Why choose (worker->init_retries * 5) as the delay time here? Is it the estimated time
to process the signal?

> +
>  static void create_worker_cont(struct callback_head *cb)  {
>  	struct io_worker *worker;
> @@ -823,12 +835,13 @@ static void create_worker_cont(struct callback_head
> *cb)
> 
>  	/* re-create attempts grab a new worker ref, drop the existing one */
>  	io_worker_release(worker);
> -	schedule_work(&worker->work);
> +	queue_create_worker_retry(worker);
>  }
> 
>  static void io_workqueue_create(struct work_struct *work)  {
> -	struct io_worker *worker = container_of(work, struct io_worker, work);
> +	struct io_worker *worker = container_of(
> +		work, struct io_worker, work.work);
>  	struct io_wq_acct *acct = io_wq_get_acct(worker);
> 
>  	if (!io_queue_worker_create(worker, acct, create_worker_cont)) @@ -866,8
> +879,8 @@ static bool create_io_worker(struct io_wq *wq, struct io_wq_acct
> *acct)

Written tasks:
a) For the patch excerpt, decide whether each statement agrees with it, answering yes or no and quoting the words that settle it: (i) the patch swaps out a call to schedule_work for a call to queue_create_worker_retry; (ii) the reviewer asks about a delay of worker->init_retries times 10; (iii) in io_workqueue_create, the container_of call now points at work.work.
b) In the patch excerpt, what does the reviewer suggest the delay time might be an estimate of?

Extracted entries:
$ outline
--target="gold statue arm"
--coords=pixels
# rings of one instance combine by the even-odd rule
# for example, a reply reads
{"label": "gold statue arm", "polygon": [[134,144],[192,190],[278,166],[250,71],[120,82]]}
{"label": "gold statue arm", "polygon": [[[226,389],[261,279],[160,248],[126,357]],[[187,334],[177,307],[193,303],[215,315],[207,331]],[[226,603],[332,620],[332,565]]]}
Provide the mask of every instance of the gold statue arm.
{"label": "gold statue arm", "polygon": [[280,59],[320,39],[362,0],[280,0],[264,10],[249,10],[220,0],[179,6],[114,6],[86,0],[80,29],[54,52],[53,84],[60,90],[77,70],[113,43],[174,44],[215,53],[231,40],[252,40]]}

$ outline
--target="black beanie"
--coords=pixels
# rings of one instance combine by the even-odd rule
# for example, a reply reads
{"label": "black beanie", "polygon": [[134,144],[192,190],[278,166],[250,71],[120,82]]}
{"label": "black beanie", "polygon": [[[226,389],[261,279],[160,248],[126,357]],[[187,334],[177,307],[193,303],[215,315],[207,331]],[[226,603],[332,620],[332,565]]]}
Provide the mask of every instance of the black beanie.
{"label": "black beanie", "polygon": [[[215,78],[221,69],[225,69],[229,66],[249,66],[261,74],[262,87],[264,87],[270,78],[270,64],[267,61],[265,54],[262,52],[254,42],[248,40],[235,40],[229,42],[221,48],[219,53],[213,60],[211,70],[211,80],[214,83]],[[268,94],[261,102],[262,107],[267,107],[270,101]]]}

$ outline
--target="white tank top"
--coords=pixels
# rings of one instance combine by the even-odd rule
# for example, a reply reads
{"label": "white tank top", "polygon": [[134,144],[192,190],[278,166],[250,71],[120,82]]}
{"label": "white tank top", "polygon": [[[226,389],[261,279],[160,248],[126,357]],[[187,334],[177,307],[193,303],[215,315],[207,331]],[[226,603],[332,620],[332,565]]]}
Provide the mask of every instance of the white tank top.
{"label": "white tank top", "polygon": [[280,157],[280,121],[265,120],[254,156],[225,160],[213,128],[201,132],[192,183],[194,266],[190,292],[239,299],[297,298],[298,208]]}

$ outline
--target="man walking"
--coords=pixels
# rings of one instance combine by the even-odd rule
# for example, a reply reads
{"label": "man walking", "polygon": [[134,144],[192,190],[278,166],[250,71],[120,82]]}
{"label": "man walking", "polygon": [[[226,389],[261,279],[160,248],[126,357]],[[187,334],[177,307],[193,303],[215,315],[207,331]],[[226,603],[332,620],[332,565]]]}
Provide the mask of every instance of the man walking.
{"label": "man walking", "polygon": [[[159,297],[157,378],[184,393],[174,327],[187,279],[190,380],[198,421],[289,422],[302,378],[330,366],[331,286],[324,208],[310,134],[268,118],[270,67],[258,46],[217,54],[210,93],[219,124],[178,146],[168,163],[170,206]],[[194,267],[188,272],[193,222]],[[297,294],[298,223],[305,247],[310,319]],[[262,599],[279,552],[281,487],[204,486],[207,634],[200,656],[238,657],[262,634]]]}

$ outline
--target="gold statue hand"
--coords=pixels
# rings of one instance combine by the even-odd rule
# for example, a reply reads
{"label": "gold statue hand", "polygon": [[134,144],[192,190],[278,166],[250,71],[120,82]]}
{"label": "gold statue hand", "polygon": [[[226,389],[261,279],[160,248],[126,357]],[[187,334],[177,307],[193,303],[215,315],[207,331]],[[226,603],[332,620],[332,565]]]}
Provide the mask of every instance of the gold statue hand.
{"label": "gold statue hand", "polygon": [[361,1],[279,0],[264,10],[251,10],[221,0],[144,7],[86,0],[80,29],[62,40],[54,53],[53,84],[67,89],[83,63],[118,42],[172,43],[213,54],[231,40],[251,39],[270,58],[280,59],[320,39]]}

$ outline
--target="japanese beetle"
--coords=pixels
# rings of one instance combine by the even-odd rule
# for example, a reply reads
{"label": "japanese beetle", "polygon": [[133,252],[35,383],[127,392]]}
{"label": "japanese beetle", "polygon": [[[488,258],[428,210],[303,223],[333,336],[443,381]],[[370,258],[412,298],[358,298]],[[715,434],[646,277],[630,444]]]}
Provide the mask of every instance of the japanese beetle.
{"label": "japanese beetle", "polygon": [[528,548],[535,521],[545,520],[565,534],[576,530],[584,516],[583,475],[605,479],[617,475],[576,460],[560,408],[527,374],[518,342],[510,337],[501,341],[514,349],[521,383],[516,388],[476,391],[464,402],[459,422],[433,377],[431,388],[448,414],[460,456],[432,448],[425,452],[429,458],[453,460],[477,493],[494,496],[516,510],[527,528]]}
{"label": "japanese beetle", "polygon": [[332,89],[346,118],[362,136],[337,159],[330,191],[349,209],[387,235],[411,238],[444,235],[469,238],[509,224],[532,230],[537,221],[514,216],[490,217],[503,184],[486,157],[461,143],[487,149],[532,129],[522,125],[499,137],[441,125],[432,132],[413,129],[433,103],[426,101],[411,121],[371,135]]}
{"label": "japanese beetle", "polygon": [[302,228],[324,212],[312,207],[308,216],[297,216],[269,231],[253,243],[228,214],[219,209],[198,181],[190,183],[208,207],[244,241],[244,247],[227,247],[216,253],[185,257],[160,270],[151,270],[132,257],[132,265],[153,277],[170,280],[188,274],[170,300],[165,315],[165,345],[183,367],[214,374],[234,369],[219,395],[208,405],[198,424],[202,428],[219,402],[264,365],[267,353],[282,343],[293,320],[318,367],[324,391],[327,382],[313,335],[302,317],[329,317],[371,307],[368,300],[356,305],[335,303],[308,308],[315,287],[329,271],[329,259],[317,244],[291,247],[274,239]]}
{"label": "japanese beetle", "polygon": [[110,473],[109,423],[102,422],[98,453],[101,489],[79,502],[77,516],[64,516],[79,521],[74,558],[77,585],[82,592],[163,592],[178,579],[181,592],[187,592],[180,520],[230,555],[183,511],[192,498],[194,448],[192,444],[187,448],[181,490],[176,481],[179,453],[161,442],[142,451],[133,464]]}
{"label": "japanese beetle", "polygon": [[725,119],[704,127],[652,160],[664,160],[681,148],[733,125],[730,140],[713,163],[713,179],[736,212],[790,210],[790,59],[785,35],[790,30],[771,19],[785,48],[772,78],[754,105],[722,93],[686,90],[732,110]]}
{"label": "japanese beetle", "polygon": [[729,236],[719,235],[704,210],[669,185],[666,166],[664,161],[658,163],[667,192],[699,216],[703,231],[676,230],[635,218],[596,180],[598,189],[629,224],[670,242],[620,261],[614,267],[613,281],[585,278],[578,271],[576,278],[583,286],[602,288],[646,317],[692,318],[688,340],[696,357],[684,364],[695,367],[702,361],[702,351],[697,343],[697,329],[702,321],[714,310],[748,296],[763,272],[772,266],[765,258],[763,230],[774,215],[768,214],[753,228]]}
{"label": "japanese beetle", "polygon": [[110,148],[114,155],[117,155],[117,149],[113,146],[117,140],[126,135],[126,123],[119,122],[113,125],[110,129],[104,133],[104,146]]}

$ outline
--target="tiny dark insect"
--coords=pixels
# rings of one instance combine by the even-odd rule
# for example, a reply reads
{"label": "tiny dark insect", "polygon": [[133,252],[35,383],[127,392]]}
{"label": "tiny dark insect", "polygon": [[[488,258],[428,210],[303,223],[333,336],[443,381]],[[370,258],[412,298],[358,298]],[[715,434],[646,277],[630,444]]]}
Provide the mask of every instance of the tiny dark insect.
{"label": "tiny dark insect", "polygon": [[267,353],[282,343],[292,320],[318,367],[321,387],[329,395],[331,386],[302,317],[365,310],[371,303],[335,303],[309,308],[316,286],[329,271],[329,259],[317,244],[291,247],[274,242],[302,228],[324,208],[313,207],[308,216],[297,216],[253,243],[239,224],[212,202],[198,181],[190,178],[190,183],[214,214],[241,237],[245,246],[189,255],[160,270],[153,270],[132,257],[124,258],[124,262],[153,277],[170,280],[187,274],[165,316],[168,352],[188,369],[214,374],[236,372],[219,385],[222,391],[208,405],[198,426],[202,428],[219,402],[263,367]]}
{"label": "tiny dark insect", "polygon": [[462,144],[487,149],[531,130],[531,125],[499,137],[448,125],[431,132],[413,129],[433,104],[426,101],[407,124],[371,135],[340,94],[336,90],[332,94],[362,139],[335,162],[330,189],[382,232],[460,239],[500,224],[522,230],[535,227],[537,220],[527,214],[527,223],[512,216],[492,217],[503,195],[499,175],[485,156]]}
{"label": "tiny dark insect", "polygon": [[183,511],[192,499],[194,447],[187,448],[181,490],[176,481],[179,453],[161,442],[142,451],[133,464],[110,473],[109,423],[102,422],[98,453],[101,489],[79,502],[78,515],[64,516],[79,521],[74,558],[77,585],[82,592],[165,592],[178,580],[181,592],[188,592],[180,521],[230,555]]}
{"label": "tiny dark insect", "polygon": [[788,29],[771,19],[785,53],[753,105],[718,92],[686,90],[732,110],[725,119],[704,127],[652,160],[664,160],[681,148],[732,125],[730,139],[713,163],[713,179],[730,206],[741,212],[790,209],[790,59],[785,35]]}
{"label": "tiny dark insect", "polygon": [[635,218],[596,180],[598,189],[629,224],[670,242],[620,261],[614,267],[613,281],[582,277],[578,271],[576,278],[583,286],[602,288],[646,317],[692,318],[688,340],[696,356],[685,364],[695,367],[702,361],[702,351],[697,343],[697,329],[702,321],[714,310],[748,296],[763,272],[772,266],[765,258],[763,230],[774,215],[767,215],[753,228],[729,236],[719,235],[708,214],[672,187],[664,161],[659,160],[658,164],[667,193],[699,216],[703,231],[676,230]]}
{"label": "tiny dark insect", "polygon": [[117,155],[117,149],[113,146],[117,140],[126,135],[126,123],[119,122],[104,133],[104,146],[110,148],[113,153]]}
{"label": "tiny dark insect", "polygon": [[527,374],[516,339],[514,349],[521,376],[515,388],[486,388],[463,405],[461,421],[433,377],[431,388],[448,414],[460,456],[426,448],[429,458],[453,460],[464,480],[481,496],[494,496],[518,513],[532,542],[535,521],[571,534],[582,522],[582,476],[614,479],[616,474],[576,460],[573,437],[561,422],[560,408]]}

In response:
a)
(i) Yes: "-	schedule_work(&worker->work);" is replaced by "+	queue_create_worker_retry(worker);"
(ii) No: "Why choose (worker->init_retries * 5) as the delay time here?"
(iii) Yes: "work, struct io_worker, work.work);"

b) The time to process the signal.